-- ЗАДАНИЕ --
Продолжите интервью Игоря Иванова о десятилетии Российского совета по международным делам, начав сразу после последнего приведенного предложения.

-- ТЕКСТ ДЛЯ ЧТЕНИЯ --
«Независимая научная экспертиза чрезвычайно важна для дипломатической работы»
Бывший глава МИД РФ Игорь Иванов о десятилетии Российского совета по международным делам
Российскому совету по международным делам (РСМД) исполнилось десять лет. Его глава, бывший министр иностранных дел и экс-секретарь Совета безопасности РФ Игорь Иванов в интервью корреспонденту “Ъ” Елене Черненко рассказал, востребована ли сегодня независимая экспертиза и сужается ли простор для деятельности аналитических центров.
— РСМД был создан десять лет назад, во времена, которые сильно отличаются от сегодняшних реалий. С вашей точки зрения, внешнеполитическая экспертиза с тех пор стала более востребованной или менее?
— Скажу откровенно, будучи министром, я довольно сдержанно относился к народной дипломатии и разного рода аналитическим центрам. Никогда не думал, что судьба распорядится таким образом, что мне самому придется возглавить такой центр и серьезно заниматься этой работой.
В советское время, когда я формировался как дипломат, такого рода организации были не очень-то развиты. В СССР, конечно, существовали академические институты, общественные организации, нацеленные на международную деятельность. Они активно работали, выпускали качественные аналитические материалы, составляли различные прогнозы. Но все они в основном замыкались на профильные партийные органы и с Министерством иностранных дел системно не взаимодействовали.
Став министром уже в 90-е годы прошлого века, я, вероятно, по инерции мало внимания уделял сотрудничеству с аналитическими центрами, которые стали нарождаться в современной России. Впоследствии я, конечно, понял, что это была ошибка и что независимая научная экспертиза чрезвычайно важна для дипломатической работы. Министерство иностранных дел, как и другие государственные органы, основное внимание уделяет решению прежде всего текущих проблем. Конечно, сотрудники МИДа в своей работе стараются учитывать историю вопроса, динамику развития той или иной проблемы, но в силу объективных обстоятельств они вынуждены концентрироваться главным образом на текущей повестке дня. Ты утром приходишь на работу, а у тебя стол завален срочными телеграммами со всего мира, докладными записками, другими документами, требующими срочного рассмотрения и принятия оперативных решений. В Министерстве иностранных дел работают прекрасные специалисты, но у них зачастую слишком мало времени остается на аналитику, среднесрочный и долгосрочный прогноз, изучение различных вариантов развития той или иной ситуации.

-- ИСХОДНЫЕ ДАННЫЕ --
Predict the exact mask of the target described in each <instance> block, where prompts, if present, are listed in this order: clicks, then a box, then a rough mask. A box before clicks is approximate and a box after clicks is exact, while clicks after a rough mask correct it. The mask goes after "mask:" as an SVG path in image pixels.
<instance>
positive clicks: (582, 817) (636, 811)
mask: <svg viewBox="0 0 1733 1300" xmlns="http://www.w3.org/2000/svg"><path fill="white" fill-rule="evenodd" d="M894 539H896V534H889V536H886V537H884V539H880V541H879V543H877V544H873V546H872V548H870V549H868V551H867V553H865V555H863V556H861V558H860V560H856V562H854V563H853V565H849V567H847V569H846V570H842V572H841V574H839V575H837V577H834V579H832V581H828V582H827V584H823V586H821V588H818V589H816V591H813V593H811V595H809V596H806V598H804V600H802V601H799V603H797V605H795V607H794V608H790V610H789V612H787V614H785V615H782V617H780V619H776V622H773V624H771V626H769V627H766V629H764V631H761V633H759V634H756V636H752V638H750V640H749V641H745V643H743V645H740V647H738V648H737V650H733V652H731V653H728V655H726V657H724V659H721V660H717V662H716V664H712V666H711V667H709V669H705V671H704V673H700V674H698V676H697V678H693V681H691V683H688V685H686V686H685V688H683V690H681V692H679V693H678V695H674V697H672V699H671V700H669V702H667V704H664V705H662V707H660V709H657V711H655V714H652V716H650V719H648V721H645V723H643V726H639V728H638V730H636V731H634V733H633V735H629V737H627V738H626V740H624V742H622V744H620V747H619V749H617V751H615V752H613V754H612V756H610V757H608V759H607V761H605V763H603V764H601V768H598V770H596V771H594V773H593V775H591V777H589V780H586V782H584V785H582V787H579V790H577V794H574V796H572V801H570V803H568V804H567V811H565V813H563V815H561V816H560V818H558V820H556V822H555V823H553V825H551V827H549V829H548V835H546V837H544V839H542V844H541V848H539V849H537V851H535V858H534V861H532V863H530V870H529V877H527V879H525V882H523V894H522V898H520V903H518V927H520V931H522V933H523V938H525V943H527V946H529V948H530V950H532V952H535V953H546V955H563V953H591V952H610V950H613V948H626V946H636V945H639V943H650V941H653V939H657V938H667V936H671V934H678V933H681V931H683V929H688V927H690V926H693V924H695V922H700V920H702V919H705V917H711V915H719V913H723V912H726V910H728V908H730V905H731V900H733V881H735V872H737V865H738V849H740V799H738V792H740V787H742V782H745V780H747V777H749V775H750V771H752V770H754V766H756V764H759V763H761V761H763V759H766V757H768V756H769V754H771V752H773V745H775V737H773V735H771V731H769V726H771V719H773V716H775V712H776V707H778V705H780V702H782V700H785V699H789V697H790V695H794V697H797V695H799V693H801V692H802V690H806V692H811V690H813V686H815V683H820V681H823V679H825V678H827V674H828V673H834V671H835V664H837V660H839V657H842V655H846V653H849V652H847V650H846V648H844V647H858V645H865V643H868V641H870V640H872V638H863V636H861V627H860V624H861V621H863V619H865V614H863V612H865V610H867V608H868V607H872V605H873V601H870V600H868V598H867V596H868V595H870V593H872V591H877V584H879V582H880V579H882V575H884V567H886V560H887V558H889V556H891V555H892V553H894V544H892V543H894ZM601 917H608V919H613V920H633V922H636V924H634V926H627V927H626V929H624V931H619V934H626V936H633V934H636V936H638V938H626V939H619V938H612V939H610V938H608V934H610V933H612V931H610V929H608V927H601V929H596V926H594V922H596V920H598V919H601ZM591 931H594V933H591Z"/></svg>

-- ОТВЕТ --
Аналитические центры, такие как РСМД, могут в этом отношении стать полезными партнерами государственным ведомствам. Проработав десять лет в РСМД, я это теперь прекрасно понимаю. Большую роль в моем «прозрении» сыграл (глава МИДа в 1996–1998 годах, бывший премьер-министр.— “Ъ”) Евгений Максимович Примаков, который в очень деликатной, но настойчивой форме удерживал от излишней самоуверенности и советовал больше прислушиваться к мнениям ученых и экспертов. Кстати, Евгений Максимович был первым председателем Попечительского совета РСМД и очень много сделал для становления организации.
— В чем вы видите залог успеха РСМД?
— На бумаге нетрудно нарисовать любую прекрасную структуру, но она никогда не сможет работать, если не сформулировать реалистичные задачи и не сформировать коллектив, способный эти задачи реализовать. Наш совет в каком-то смысле является уникальной организацией, объединяющей видных государственных деятелей, ученых, дипломатов, военачальников, представителей бизнеса и СМИ. В их числе 23 руководителя институтов РАН, 14 академиков и девять членов-корреспондентов РАН, 20 ректоров университетов, девять заместителей министров, 30 послов, десять руководителей СМИ, 20 представителей бизнеса. Среди наших корпоративных членов — 11 российских университетов и десять крупных корпораций из различных секторов экономики России. С советом на постоянной основе сотрудничает более 500 экспертов со всей страны. Причем среди наших экспертов — не только академические ученые и профессура ведущих университетов, но также и журналисты, бизнесмены, лидеры общественных организаций и многие, многие другие.
Такой мощный интеллектуальный потенциал позволяет браться за рассмотрение сложнейших международных проблем, требующих всестороннего анализа. Непосредственно штат РСМД небольшой — у нас ограниченное финансирование, да и нет особой необходимости набирать большое количество людей. Мы стараемся использовать максимально гибкий подход — под каждую проблему, за изучение которой мы беремся, формируется временная рабочая группа из лучших специалистов по данной проблеме, которые сотрудничают с нами без отрыва от основной работы. Подготовить качественный материал с необходимыми выводами и предложениям — это важно, но недостаточно. Не менее важно донести эти мысли до тех инстанций, где принимаются конкретные решения. Над выстраиванием таких «мостиков» мы тоже работаем.
— И как? Прислушиваются к вам?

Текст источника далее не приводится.